* [Given data]
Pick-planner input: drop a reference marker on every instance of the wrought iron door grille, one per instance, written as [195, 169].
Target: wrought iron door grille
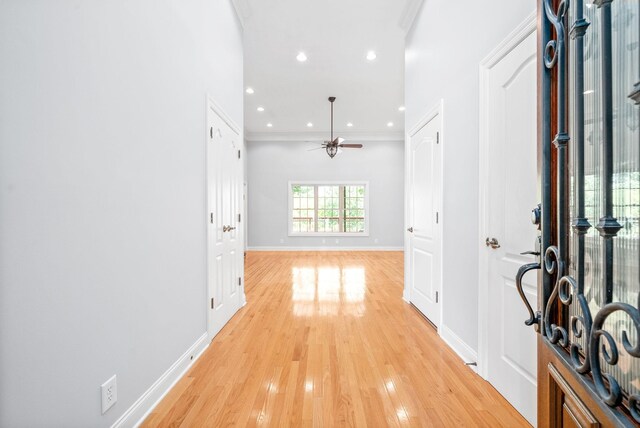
[591, 275]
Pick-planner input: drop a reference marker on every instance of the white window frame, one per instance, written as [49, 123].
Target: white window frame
[290, 185]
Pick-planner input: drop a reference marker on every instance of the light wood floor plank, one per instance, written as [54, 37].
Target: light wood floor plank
[326, 340]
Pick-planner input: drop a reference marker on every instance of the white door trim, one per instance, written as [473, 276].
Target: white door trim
[437, 110]
[217, 109]
[517, 36]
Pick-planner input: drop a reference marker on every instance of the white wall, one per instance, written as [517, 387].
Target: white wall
[102, 199]
[443, 52]
[271, 165]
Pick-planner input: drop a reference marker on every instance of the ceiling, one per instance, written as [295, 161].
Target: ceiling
[336, 36]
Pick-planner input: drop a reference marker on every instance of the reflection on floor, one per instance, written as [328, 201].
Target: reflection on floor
[326, 340]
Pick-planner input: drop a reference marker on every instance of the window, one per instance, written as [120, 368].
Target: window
[328, 209]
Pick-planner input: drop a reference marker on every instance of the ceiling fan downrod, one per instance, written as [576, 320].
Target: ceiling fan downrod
[332, 149]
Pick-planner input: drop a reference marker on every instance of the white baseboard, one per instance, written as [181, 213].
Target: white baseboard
[464, 351]
[405, 295]
[137, 413]
[323, 248]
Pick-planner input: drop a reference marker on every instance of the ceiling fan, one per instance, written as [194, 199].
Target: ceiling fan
[333, 146]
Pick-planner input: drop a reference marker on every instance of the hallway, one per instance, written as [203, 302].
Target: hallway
[326, 340]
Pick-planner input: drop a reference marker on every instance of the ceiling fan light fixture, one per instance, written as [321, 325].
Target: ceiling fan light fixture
[332, 151]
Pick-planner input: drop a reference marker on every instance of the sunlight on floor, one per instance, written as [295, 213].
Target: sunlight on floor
[327, 291]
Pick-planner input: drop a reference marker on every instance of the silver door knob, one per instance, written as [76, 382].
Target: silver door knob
[492, 242]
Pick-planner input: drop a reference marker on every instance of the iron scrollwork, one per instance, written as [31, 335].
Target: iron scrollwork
[589, 343]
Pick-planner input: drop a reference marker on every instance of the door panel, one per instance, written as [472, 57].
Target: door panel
[424, 240]
[223, 167]
[510, 196]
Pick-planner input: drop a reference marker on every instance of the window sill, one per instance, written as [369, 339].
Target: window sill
[324, 234]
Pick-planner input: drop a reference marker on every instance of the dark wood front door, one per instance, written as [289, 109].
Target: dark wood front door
[588, 316]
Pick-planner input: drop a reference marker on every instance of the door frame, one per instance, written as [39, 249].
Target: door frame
[436, 110]
[217, 109]
[517, 36]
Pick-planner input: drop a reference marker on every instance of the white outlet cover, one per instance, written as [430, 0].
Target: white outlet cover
[109, 391]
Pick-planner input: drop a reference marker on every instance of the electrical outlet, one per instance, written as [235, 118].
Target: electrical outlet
[109, 393]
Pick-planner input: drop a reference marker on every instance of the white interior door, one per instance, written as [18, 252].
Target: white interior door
[224, 245]
[511, 170]
[424, 229]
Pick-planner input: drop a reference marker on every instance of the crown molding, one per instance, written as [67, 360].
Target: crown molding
[409, 13]
[396, 136]
[243, 10]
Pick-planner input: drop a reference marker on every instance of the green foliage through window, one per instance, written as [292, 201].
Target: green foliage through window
[326, 208]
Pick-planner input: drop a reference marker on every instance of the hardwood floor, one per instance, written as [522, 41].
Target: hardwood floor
[326, 340]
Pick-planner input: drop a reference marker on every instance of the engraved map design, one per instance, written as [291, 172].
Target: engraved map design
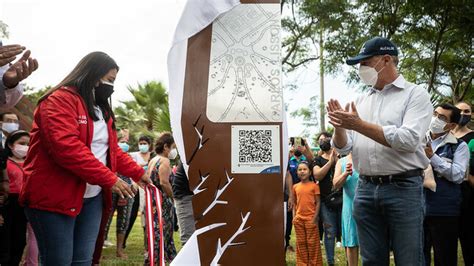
[245, 68]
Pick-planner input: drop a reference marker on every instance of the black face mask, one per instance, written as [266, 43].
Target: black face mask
[465, 119]
[298, 153]
[103, 92]
[325, 145]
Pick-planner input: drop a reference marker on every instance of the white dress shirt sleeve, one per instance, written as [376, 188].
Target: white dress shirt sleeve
[348, 147]
[453, 171]
[415, 123]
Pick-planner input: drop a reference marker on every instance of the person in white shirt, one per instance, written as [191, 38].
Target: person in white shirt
[385, 130]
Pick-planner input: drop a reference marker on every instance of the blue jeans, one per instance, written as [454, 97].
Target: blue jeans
[330, 222]
[66, 240]
[390, 216]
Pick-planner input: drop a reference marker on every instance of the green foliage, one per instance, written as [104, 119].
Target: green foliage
[435, 38]
[147, 114]
[309, 115]
[35, 94]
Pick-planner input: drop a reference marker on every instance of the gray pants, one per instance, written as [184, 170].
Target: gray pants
[184, 212]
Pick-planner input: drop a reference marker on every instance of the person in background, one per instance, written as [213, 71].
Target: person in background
[11, 75]
[16, 147]
[11, 92]
[142, 157]
[71, 164]
[183, 203]
[449, 157]
[306, 192]
[160, 172]
[323, 171]
[466, 217]
[297, 154]
[346, 178]
[122, 205]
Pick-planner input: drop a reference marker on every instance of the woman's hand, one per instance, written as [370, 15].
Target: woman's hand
[122, 189]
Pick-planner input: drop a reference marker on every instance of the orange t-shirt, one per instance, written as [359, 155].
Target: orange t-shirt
[305, 202]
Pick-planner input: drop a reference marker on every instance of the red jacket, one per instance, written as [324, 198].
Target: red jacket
[60, 161]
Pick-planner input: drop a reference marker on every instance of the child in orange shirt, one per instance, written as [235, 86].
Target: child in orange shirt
[305, 221]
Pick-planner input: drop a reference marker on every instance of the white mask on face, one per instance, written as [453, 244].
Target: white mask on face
[437, 125]
[10, 127]
[368, 75]
[20, 151]
[173, 153]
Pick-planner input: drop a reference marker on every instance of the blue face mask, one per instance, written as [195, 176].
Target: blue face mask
[124, 146]
[144, 148]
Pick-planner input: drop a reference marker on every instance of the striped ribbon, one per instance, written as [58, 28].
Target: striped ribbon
[152, 192]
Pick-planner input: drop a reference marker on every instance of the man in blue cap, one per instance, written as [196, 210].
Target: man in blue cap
[385, 130]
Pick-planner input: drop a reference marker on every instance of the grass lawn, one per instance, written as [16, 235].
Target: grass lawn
[135, 249]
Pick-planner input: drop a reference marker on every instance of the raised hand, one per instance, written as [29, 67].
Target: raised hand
[20, 70]
[8, 53]
[347, 118]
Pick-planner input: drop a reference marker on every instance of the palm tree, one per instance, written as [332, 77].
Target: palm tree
[147, 113]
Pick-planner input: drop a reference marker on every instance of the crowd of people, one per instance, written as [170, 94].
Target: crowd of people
[395, 175]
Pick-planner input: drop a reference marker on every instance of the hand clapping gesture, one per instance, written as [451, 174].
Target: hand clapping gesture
[347, 118]
[20, 70]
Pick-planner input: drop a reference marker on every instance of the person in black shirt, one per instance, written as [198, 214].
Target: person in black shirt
[183, 204]
[323, 170]
[466, 218]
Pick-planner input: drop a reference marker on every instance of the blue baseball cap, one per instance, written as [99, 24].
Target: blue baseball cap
[372, 47]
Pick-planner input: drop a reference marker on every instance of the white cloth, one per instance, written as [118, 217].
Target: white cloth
[404, 111]
[100, 148]
[12, 96]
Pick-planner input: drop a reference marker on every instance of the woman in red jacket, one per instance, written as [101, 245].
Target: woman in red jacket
[71, 164]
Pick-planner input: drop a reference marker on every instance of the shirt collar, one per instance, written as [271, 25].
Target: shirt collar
[399, 82]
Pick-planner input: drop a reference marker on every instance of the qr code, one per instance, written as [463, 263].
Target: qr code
[255, 146]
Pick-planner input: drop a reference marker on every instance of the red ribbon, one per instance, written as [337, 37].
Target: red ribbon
[152, 192]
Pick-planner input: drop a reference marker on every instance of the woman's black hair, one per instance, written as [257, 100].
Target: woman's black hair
[14, 136]
[165, 139]
[84, 77]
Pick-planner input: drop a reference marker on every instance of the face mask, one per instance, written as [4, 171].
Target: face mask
[437, 125]
[465, 119]
[298, 153]
[10, 127]
[325, 145]
[124, 146]
[368, 75]
[103, 91]
[20, 151]
[144, 148]
[172, 155]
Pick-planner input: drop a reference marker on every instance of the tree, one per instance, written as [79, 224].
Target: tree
[34, 95]
[434, 37]
[147, 113]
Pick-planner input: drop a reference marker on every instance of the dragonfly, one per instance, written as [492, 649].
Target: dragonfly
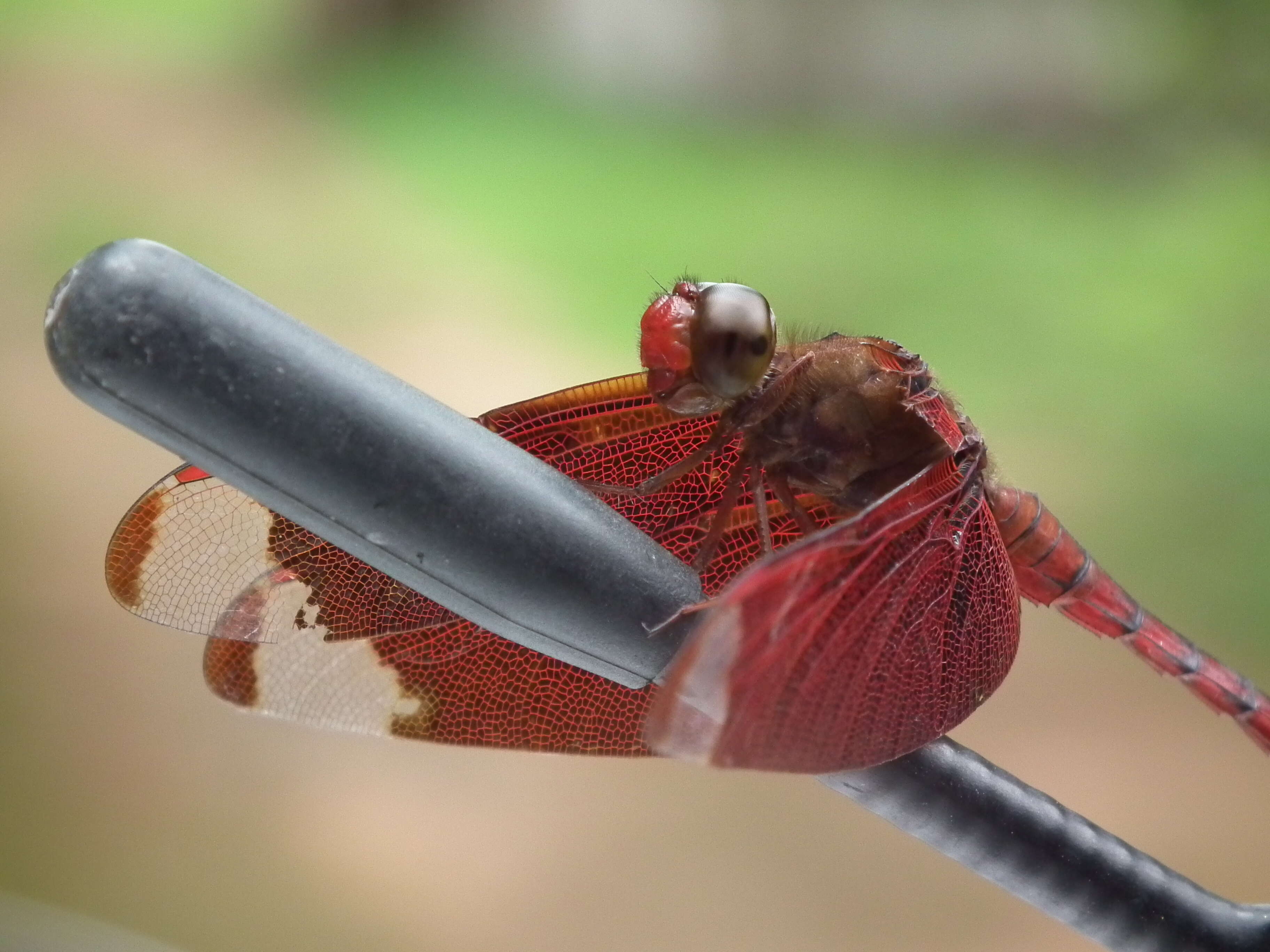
[862, 564]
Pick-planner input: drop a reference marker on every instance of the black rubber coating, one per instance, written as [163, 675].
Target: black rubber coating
[233, 385]
[1056, 860]
[229, 382]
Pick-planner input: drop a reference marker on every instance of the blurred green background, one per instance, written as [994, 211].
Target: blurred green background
[1064, 206]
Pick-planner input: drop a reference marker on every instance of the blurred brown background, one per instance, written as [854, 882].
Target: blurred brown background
[1064, 206]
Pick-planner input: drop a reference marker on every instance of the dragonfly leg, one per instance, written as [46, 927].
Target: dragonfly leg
[727, 503]
[765, 403]
[782, 487]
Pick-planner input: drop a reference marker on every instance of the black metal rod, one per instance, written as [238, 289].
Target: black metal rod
[202, 367]
[229, 382]
[1052, 857]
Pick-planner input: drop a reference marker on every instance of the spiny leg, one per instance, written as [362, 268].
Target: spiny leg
[719, 523]
[782, 487]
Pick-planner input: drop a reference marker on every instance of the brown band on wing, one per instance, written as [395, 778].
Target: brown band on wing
[592, 413]
[229, 669]
[133, 541]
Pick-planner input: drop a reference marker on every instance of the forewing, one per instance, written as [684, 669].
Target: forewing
[305, 631]
[855, 646]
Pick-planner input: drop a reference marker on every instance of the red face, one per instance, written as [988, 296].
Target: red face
[707, 344]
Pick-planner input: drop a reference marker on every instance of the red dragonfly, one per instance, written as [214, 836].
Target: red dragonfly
[863, 568]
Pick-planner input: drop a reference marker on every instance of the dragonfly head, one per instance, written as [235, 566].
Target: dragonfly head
[707, 344]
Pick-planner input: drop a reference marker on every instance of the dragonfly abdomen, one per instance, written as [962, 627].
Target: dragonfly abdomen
[1053, 569]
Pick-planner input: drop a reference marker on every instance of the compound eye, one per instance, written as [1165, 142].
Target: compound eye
[733, 339]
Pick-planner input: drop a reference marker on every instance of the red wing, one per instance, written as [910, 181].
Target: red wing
[855, 646]
[305, 631]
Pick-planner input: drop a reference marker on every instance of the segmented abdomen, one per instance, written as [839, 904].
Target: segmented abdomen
[1053, 569]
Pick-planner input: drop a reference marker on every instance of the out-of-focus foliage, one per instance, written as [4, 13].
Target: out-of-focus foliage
[1065, 206]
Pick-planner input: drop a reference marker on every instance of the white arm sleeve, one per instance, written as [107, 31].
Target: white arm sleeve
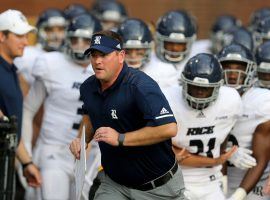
[32, 103]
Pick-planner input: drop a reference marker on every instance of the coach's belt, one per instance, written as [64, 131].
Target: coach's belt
[158, 181]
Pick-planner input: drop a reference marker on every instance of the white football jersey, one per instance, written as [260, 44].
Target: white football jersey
[202, 132]
[62, 107]
[26, 62]
[256, 110]
[163, 73]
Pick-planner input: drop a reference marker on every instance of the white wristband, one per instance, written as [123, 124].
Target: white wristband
[239, 194]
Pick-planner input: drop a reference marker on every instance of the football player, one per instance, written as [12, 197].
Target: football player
[251, 131]
[138, 44]
[110, 13]
[205, 111]
[51, 26]
[58, 77]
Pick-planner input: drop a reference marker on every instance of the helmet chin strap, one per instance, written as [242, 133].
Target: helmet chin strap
[171, 59]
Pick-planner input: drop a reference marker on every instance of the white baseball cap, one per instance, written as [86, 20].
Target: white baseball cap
[15, 22]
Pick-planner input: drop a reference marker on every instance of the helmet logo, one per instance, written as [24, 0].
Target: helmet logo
[97, 40]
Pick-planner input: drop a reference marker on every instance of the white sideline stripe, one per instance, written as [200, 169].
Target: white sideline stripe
[169, 115]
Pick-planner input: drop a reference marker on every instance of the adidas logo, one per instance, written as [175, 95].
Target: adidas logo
[51, 157]
[164, 111]
[118, 46]
[200, 115]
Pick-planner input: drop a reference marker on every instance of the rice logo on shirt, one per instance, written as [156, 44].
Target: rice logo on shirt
[97, 40]
[113, 113]
[164, 111]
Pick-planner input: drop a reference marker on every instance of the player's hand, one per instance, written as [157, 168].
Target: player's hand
[32, 175]
[180, 153]
[225, 156]
[266, 188]
[75, 147]
[239, 194]
[107, 135]
[224, 184]
[242, 158]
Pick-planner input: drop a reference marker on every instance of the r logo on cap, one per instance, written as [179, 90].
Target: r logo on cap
[97, 39]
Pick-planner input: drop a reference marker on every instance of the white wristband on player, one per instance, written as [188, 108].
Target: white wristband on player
[239, 194]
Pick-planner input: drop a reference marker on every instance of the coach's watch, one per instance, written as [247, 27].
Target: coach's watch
[121, 139]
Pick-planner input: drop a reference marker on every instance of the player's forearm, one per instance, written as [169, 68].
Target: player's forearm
[253, 175]
[150, 135]
[89, 134]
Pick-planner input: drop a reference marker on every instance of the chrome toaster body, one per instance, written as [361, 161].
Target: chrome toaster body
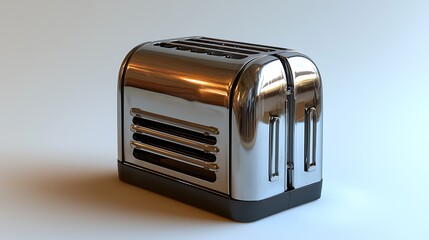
[230, 127]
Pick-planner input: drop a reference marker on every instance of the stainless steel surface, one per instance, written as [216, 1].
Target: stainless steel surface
[307, 95]
[173, 138]
[175, 156]
[196, 112]
[259, 94]
[136, 112]
[119, 99]
[196, 77]
[310, 139]
[273, 159]
[238, 93]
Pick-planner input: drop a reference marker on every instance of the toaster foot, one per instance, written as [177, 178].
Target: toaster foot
[241, 211]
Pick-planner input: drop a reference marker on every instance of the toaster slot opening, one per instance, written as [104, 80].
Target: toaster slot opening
[191, 152]
[178, 166]
[184, 133]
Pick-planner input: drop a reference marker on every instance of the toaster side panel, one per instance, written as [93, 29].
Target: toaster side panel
[258, 129]
[307, 118]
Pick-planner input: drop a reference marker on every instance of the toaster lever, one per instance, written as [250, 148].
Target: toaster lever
[273, 159]
[310, 139]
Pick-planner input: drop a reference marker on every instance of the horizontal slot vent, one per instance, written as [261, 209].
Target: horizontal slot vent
[175, 144]
[218, 47]
[173, 130]
[207, 157]
[172, 164]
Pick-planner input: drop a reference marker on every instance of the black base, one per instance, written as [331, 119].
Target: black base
[242, 211]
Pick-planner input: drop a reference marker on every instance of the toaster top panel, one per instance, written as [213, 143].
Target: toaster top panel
[196, 68]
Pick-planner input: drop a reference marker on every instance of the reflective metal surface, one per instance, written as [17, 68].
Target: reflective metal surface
[262, 104]
[175, 156]
[191, 76]
[136, 112]
[173, 138]
[119, 95]
[259, 98]
[307, 153]
[177, 108]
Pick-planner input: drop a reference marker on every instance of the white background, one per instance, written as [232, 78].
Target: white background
[59, 62]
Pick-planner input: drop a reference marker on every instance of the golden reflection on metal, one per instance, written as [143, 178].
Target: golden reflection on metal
[206, 80]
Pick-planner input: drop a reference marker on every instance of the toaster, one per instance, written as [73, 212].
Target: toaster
[230, 127]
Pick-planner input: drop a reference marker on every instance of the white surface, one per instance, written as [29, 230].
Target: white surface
[58, 67]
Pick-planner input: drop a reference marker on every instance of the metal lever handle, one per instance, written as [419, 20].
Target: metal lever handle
[273, 159]
[310, 139]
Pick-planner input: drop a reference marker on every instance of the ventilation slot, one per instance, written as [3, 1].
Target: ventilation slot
[178, 145]
[218, 47]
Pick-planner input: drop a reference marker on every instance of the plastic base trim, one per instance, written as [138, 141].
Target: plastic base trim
[241, 211]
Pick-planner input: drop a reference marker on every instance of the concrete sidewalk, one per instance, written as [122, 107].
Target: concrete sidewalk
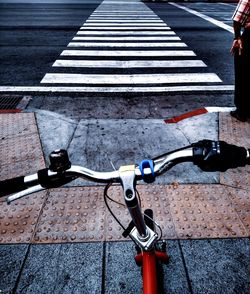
[54, 242]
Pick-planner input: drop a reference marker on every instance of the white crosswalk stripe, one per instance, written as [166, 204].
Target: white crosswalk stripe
[125, 47]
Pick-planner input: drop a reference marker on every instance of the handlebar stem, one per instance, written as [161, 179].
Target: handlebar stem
[127, 176]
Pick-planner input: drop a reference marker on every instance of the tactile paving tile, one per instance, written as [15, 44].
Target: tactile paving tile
[183, 211]
[241, 202]
[204, 211]
[19, 219]
[18, 124]
[72, 215]
[20, 148]
[235, 132]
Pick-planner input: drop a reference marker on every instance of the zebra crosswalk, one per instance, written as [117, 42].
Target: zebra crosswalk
[125, 47]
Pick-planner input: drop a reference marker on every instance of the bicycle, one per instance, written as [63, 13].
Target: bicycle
[208, 155]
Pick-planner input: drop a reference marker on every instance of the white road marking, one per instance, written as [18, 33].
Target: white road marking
[124, 28]
[129, 63]
[64, 78]
[131, 38]
[125, 33]
[207, 18]
[44, 89]
[120, 53]
[110, 44]
[155, 24]
[124, 20]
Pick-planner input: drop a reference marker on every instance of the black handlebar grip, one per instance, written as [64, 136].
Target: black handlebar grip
[11, 186]
[218, 155]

* [Stated goal]
Starting with the line that contains "as [117, 42].", repeat each line through the last one exactly as it appears. Include both ends and nothing more.

* [Expected answer]
Pick-planner input: drop a reference marker on every instance of the zebra crosswalk, one per instance, written as [117, 42].
Target: zebra crosswalk
[125, 47]
Pick-planner input: drop a reference marker on every instance of the bicycle, one per instance, written as [63, 13].
Target: bicycle
[208, 155]
Pick-planner input: drop a reference marker on every instance of the white road marking, one per instance, written as [18, 33].
Target: white road marking
[124, 28]
[129, 63]
[64, 78]
[131, 38]
[125, 33]
[207, 18]
[44, 89]
[120, 53]
[110, 44]
[155, 24]
[124, 20]
Pick-planner input: drop a reference marker on every instance of the black handlebar grip, one per instance, written as [64, 136].
Target: black handlebar grip
[11, 186]
[218, 155]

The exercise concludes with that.